Goal.
How many of the lines below contain the string "pastry", with case counting? Reply with the number alone.

[Stored items]
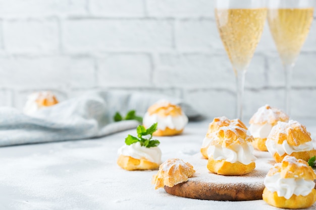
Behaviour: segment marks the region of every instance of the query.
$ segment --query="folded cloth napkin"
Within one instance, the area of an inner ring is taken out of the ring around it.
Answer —
[[[12,107],[0,107],[0,146],[96,137],[136,127],[136,120],[114,122],[117,111],[147,109],[165,99],[181,106],[189,118],[199,114],[179,99],[159,94],[98,91],[43,108],[32,116]]]

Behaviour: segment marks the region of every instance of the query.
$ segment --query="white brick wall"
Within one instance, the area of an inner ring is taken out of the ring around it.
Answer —
[[[210,0],[0,0],[0,106],[34,91],[182,97],[233,117],[235,79]],[[316,19],[316,15],[314,16]],[[316,118],[316,20],[293,75],[292,117]],[[284,75],[266,24],[246,78],[244,115],[283,108]]]

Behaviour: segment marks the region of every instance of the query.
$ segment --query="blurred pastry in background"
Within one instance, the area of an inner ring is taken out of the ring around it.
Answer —
[[[236,176],[251,172],[256,158],[247,130],[238,126],[219,128],[207,149],[207,169],[212,173]]]
[[[161,100],[148,109],[143,118],[143,124],[148,128],[153,123],[158,123],[157,130],[153,135],[174,135],[182,132],[188,121],[180,106]]]
[[[58,103],[56,96],[50,91],[33,93],[27,98],[23,112],[31,115],[43,107],[53,106]]]
[[[297,121],[278,122],[267,138],[268,151],[277,163],[287,155],[308,161],[316,155],[310,133]]]
[[[212,139],[216,137],[216,135],[215,135],[216,132],[221,127],[229,125],[238,126],[245,130],[247,129],[246,125],[239,119],[230,120],[225,116],[215,118],[212,122],[208,125],[208,129],[207,129],[206,135],[203,140],[203,143],[200,149],[201,153],[203,156],[206,158],[208,158],[207,156],[207,149],[209,147]]]
[[[258,109],[250,119],[249,131],[254,138],[253,147],[261,151],[268,151],[267,137],[272,127],[278,121],[287,122],[289,116],[281,110],[266,105]]]
[[[262,198],[279,208],[307,208],[316,201],[315,179],[307,163],[286,156],[281,163],[274,165],[265,178]]]

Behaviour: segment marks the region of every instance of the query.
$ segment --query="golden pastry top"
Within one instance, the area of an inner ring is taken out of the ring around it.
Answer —
[[[311,141],[310,133],[306,130],[306,127],[292,120],[289,122],[278,122],[272,128],[268,138],[279,144],[286,140],[289,145],[296,147]]]
[[[210,138],[213,136],[212,133],[218,131],[221,127],[230,125],[238,126],[246,130],[247,129],[246,125],[239,119],[230,120],[225,116],[216,117],[208,125],[206,137]]]
[[[222,147],[227,148],[232,145],[241,145],[254,141],[252,135],[247,134],[245,129],[236,125],[221,127],[214,135],[210,145],[221,145]]]
[[[180,106],[165,100],[154,103],[148,108],[147,111],[150,115],[156,114],[163,117],[169,115],[174,117],[182,114],[182,110]]]
[[[169,159],[161,164],[157,174],[152,176],[152,184],[155,189],[168,186],[172,187],[179,183],[186,182],[195,172],[189,163],[177,158]]]
[[[258,109],[249,121],[249,124],[269,123],[275,125],[278,121],[287,122],[289,116],[281,109],[266,105]]]
[[[281,163],[276,163],[267,175],[272,176],[277,173],[280,173],[283,178],[300,178],[312,181],[316,179],[316,174],[306,161],[288,155]]]

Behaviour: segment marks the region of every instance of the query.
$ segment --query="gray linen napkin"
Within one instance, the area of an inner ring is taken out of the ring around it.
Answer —
[[[97,91],[42,108],[33,116],[12,107],[0,107],[0,147],[96,137],[136,127],[135,120],[114,122],[116,111],[134,109],[143,116],[165,99],[179,104],[189,118],[199,116],[179,99],[159,94]]]

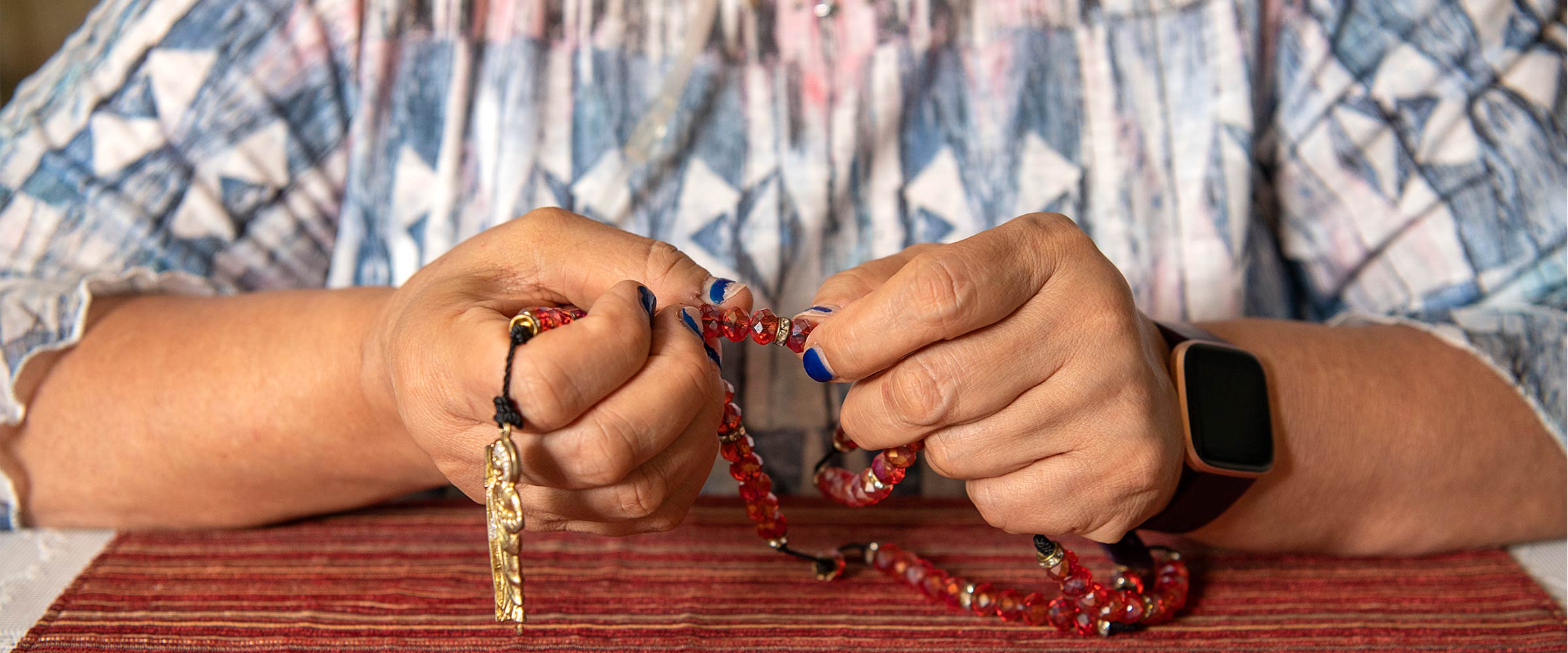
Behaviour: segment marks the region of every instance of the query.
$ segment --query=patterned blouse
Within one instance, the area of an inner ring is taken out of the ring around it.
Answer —
[[[0,417],[93,296],[395,285],[543,205],[786,315],[1049,210],[1152,316],[1411,324],[1560,442],[1563,42],[1562,0],[105,0],[0,111]],[[724,360],[801,487],[842,390]]]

Exercise solution.
2